| Your goal |
Return only the line that contains "Query: asphalt road" and each line after it, through the last line of the data below, copied exactly.

| Record extracts |
------------------------------------------------------------------------
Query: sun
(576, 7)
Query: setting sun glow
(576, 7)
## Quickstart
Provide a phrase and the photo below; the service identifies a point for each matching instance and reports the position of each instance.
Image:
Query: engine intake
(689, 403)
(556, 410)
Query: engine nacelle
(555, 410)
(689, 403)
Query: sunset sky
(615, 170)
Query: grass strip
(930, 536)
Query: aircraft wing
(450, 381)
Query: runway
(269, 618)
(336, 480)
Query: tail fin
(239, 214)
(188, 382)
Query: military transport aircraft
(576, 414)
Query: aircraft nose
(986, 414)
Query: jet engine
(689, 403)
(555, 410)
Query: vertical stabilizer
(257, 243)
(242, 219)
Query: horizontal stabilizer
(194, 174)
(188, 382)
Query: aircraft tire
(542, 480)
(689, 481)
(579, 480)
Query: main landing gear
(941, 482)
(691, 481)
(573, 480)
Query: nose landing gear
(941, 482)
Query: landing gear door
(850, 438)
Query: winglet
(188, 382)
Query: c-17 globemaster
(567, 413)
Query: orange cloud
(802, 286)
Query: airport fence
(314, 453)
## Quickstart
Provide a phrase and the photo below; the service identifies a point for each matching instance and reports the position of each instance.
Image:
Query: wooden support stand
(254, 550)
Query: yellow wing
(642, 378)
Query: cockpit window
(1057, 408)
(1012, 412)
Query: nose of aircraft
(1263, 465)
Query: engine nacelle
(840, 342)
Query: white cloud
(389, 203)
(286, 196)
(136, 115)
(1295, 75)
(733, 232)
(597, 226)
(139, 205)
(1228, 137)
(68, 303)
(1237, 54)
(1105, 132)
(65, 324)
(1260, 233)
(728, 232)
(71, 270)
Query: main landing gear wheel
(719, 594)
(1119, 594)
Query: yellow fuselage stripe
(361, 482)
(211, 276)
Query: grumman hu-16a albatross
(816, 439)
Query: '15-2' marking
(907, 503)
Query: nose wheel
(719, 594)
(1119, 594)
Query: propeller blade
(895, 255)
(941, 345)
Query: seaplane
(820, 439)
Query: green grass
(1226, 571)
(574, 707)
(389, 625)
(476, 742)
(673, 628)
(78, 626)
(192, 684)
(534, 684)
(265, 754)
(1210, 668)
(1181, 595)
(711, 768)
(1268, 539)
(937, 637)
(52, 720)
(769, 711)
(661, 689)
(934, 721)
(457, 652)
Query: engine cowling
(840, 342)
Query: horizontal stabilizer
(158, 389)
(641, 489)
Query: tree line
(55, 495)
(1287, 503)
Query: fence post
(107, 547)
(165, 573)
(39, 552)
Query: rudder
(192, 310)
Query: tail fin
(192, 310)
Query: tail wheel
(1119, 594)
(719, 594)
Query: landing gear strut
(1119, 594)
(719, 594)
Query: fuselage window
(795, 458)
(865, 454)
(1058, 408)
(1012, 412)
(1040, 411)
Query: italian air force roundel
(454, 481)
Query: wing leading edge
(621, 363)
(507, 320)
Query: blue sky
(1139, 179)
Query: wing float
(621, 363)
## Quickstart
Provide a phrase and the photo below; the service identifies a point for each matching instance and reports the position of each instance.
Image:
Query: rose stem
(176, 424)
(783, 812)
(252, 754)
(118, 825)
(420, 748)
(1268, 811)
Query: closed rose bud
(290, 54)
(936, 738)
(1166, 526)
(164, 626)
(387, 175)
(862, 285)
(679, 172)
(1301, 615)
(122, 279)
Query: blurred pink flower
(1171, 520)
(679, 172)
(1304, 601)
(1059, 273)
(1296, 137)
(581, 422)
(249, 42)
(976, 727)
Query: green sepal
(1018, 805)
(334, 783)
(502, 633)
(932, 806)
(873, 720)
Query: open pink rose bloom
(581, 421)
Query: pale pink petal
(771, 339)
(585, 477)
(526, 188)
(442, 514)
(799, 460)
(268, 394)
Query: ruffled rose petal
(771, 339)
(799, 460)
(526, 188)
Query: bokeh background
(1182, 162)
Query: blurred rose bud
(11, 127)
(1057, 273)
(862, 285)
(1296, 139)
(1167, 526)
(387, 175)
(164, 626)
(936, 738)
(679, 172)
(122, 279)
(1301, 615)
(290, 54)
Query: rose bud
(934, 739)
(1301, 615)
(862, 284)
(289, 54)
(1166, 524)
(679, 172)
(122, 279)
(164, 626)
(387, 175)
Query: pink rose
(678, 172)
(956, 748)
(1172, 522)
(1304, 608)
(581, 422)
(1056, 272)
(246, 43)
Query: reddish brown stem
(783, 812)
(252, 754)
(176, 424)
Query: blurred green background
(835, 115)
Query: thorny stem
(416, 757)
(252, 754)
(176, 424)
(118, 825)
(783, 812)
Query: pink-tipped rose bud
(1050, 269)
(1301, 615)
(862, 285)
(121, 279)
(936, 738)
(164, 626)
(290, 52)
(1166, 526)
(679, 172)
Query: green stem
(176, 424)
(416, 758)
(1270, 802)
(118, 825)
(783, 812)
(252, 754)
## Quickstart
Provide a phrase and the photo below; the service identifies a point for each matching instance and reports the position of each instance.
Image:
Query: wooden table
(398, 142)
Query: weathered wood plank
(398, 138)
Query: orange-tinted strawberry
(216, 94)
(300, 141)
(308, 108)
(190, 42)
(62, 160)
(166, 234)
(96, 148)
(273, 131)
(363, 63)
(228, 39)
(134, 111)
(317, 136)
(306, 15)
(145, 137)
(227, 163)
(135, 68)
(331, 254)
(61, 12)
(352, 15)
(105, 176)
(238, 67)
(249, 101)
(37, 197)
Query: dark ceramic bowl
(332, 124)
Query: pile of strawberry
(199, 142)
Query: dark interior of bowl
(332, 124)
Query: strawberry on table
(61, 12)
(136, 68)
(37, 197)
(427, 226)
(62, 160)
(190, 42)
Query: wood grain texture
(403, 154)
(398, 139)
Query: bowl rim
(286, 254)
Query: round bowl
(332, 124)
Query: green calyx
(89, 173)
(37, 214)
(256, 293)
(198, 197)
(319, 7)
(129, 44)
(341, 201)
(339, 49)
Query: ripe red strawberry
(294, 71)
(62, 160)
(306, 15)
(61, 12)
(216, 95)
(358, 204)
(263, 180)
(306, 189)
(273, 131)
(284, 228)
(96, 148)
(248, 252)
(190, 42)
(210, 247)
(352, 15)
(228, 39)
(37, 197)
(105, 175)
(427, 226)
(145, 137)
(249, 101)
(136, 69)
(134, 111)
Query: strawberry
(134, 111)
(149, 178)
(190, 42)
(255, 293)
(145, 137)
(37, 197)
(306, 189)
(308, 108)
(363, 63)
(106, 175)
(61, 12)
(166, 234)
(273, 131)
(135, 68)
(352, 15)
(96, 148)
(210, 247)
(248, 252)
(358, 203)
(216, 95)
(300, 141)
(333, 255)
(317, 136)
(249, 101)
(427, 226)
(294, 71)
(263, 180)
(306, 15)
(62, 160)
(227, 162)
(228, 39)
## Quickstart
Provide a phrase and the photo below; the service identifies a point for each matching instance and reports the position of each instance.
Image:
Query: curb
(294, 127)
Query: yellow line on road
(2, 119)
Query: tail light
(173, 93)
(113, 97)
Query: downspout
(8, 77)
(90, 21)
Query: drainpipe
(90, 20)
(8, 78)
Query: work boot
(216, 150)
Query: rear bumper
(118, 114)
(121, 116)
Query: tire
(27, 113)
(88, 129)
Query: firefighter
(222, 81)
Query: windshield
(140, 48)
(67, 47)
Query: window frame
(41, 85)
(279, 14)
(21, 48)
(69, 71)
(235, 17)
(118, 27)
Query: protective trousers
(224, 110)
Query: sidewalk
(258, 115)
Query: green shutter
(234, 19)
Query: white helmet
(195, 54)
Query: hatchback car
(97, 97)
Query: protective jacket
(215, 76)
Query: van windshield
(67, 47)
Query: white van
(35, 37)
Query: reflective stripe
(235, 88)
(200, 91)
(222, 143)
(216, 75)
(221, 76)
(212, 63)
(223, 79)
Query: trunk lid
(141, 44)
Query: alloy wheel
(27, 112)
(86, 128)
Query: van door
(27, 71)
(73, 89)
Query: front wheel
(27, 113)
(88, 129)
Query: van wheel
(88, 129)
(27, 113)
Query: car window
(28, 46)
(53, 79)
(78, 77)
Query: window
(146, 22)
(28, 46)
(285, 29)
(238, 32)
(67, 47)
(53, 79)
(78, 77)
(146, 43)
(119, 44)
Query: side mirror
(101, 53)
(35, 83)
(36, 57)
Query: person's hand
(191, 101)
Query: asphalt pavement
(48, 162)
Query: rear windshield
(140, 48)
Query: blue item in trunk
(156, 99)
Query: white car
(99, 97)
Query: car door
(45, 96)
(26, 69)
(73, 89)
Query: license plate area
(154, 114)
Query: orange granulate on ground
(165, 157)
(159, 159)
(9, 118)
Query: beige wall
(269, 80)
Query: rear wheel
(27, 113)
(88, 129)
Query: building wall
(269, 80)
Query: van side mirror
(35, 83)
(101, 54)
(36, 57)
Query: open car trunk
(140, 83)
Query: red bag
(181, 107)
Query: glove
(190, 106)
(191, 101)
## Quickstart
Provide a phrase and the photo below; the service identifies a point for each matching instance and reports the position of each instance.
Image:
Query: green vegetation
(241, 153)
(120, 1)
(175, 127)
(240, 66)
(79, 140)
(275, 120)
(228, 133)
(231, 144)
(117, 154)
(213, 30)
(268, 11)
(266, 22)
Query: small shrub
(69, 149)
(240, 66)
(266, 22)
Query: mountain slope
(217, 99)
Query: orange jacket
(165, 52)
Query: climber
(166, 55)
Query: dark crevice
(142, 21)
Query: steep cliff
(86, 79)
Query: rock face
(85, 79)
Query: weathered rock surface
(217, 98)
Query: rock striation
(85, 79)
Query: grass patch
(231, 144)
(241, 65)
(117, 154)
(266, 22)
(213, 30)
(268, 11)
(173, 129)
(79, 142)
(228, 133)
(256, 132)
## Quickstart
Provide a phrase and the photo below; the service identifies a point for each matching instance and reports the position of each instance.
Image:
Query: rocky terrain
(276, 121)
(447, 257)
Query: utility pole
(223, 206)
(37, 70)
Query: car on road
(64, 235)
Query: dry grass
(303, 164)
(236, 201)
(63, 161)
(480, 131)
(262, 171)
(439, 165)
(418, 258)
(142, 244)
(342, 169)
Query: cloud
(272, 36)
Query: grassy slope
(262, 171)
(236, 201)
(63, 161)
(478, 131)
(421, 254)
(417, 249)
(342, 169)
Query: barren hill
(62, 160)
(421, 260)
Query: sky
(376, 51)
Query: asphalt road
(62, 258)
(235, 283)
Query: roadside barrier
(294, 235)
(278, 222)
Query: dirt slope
------------------------------------------------------------------------
| Answer box |
Query: asphalt road
(62, 258)
(235, 283)
Query: roadside barrier
(294, 235)
(278, 222)
Query: dirt slope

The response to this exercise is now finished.